— EXTRACTO DE PÁGINA —

El Código de la Producción relativiza el acceso al agua como un derecho y somete el uso del recurso a la producción de energía limpia (soberanía energética suelen llamarle algunos funcionarios) o a la generación de divisas “redistribuidas” en inversión social. El código establece parámetros de control y regulación de la producción y transformación que imposibilitan técnicamente que participe la producción campesina, pues desconoce sus estructuras organizativas, impone estándares e inversiones inalcanzables e “ilegaliza” sus mecanismos actuales de elaboración y comercialización. Todo productor campesino necesita ahora la acreditación de Buenas Prácticas para poder comercializar sus productos. Producir y vender sin esta acreditación vuelve infractor al productor. En la práctica, las organizaciones comunitarias están siendo desconocidas como legítimos sujetos productores.
El Código Financiero establece controles sobre los sistemas financieros comunitarios, que habían sido gestionados principalmente por mujeres de modo que les garantizaba liquidez cuando lo necesitaban. La nueva normatividad desmonta el ejercicio de formas de economía mutual que venían operando sin permiso del Estado. En suma, se ilegaliza la vida si no existe permiso del Estado.
La legislación minera “simplifica” procesos de obtención de permisos. Se sustituyen los estudios de impacto ambiental (de por sí potencialmente tendenciosos) por documentos de compromiso de no contaminación ni afectación. Habilita a los organismos de control para encarcelar a personas o comunidades que se rehúsen a desalojar territorios declarados de concesión, como ocurrió en Tundayme, uno de los territorios ocupados por las mineras chinas. Ahí, un funcionario estatal confesaba que no existen ni los más mínimos cuidados ambientales en la exploración, al punto que la empresa prefería pagar multas por incumplimiento que invertir en tecnologías limpias (si es que las hay) y/o en mitigación.
El marco normativo violenta también derechos a la libre expresión, derechos sociales y reproductivos de las mujeres e implica retrocesos en los derechos de los trabajadores a la libre asociación, la sindicalización, la huelga, la estabilidad laboral, estableciendo incluso mecanismos soterrados que favorecen nuevas formas de tercerización que este mismo régimen eliminó en sus primeros años de gestión.
Si cuando se anunció la movilización, el Estado acusó a los paristas de hacerle el juego a la derecha, en los hechos se promueve a una derecha bancaria receptora de grandes dividendos y a una izquierda “ciudadana" vista como progresista. En realidad, el gobierno actual simplificó el tablero. Todos lo que no entren a su juego son denostados y acusados de tramar juntos contra el gobierno.

— TAREA A —
Según el extracto, ¿qué necesita ahora todo productor campesino para poder comercializar sus productos?
— TAREA B —
Retoma el extracto sobre las leyes de producción, finanzas y minería y continúalo a partir de su última oración.

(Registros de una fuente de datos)
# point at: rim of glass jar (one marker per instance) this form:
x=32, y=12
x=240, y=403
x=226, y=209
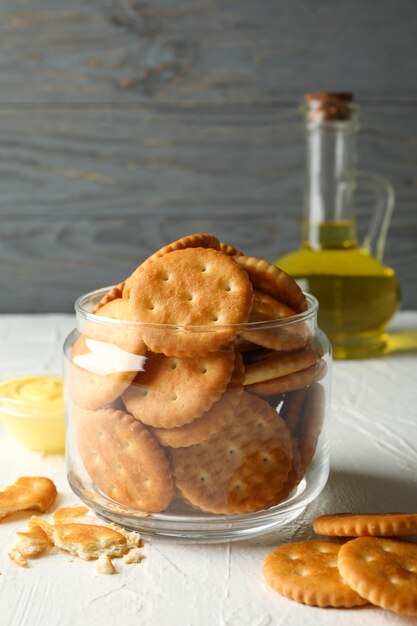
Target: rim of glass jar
x=81, y=311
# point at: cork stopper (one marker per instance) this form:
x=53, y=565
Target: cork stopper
x=325, y=106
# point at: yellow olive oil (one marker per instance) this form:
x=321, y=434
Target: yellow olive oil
x=356, y=293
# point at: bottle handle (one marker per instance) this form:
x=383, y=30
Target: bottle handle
x=384, y=192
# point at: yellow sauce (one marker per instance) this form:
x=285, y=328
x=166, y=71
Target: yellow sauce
x=32, y=409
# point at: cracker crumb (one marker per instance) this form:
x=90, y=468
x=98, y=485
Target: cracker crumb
x=133, y=556
x=105, y=565
x=18, y=558
x=133, y=538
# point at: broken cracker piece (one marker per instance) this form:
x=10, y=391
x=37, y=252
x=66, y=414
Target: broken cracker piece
x=27, y=493
x=133, y=538
x=134, y=555
x=105, y=565
x=69, y=513
x=88, y=541
x=36, y=521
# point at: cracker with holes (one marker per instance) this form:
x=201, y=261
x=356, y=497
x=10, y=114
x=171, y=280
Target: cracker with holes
x=28, y=493
x=210, y=422
x=173, y=391
x=307, y=572
x=194, y=286
x=124, y=459
x=240, y=469
x=274, y=282
x=281, y=337
x=384, y=571
x=366, y=524
x=199, y=240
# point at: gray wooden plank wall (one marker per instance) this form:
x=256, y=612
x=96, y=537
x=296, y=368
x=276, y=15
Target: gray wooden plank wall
x=125, y=124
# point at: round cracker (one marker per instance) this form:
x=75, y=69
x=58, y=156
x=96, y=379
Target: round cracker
x=240, y=469
x=124, y=459
x=384, y=571
x=273, y=281
x=212, y=420
x=290, y=382
x=173, y=391
x=277, y=365
x=307, y=572
x=90, y=390
x=195, y=286
x=200, y=240
x=366, y=525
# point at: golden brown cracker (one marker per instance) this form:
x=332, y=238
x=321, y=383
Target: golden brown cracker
x=68, y=513
x=276, y=336
x=290, y=382
x=307, y=572
x=173, y=391
x=199, y=240
x=185, y=288
x=273, y=281
x=366, y=524
x=211, y=421
x=292, y=408
x=124, y=459
x=279, y=364
x=310, y=424
x=240, y=469
x=35, y=493
x=384, y=571
x=88, y=541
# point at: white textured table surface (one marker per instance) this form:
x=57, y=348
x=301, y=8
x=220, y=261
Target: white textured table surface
x=373, y=468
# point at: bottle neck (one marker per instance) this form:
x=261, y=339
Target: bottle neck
x=329, y=220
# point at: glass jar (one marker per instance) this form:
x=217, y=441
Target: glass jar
x=244, y=445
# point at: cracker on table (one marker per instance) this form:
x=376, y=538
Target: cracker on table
x=27, y=493
x=69, y=513
x=189, y=288
x=88, y=541
x=307, y=572
x=384, y=571
x=173, y=391
x=273, y=281
x=210, y=422
x=240, y=469
x=124, y=459
x=28, y=545
x=366, y=524
x=198, y=240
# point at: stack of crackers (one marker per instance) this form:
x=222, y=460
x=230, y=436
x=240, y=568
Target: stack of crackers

— RESULTADO DEL EJERCICIO A —
La acreditación de Buenas Prácticas.

— RESULTADO DEL EJERCICIO B —
Algunos centros de investigación independientes, con sede en diversos países de América Latina, dirigieron un extrañamiento al presidente Correa por la represión desatada contra la movilización, y desmontaron la excusa de que la “derecha está detrás de la movilización”:
Hemos visto en cada uno de nuestros países que la derecha busca utilizar cualquier debilidad de las fuerzas sociales no reaccionarias, para acrecentar su poder y control sobre la economía, las decisiones políticas y el aparato estatal. Pero la derecha ha sido cómplice del gran capital transnacional en los procesos de concentración y monopolización económica junto a la destrucción de derechos humanos, sociales y económicos. Y sabemos que para ello utilizan cualquier subterfugio a la mano, incluso el presentarse apoyando causas justas.
Sin embargo, las demandas de las organizaciones que convocaron al Paro son legítimas y se apoyan en la dura experiencia que ya tenemos los pueblos de los países que han firmado acuerdos de libre comercio con la Unión Europea, Estados Unidos, y muchos otros países. En los últimos quince años hemos visto cómo se han privatizado los bienes comunes, cómo se han extraído riquezas energéticas y minerales, mientras las economías, los recursos naturales, el medio ambiente de nuestros países han sido dañados o destruidos por la ambición sin límite de capitales transnacionales. [...] El capital, y especialmente el Gran Capital, jamás ha hecho acuerdos que perjudiquen sus intereses y para ello han contado siempre con el apoyo irrestricto, abierto o solapado, de las derechas criollas.*
Probablemente la burguesía esté al acecho a ver si pesca a río revuelto, pero ésta es una movilización popular que recoge demandas estructurales de las mayorías. Empezó con una marcha desde el territorio más violentado por la minería, en la frontera sur del país, y fue brutalmente reprimida desde el 13 de agosto a lo largo y ancho del territorio ecuatoriano.
De camino entre Quito y Latacunga, justo al pie del volcán Cotopaxi que hizo erupción hace unos días y que concitó un estado de excepción que sirvió de pretexto para sacar al ejército a la calle, se encuentra la Parroquia de Pastocalle donde se asientan comunidades y organizaciones indígenas que a diario disputan al poder su derecho a gestionar de forma autónoma (y eficiente) sus medios de sustento, sus formas de producción, organización y gobierno comunitario; sus relaciones sociales, sus ejercicio propio de hacer justicia, su educación; en fin, su vida.
Son necesarios apenas 45 minutos en carro desde Quito para llegar. Basta tomar la carretera panamericana, que la “revolución ciudadana” transformó en autopista de seis carriles.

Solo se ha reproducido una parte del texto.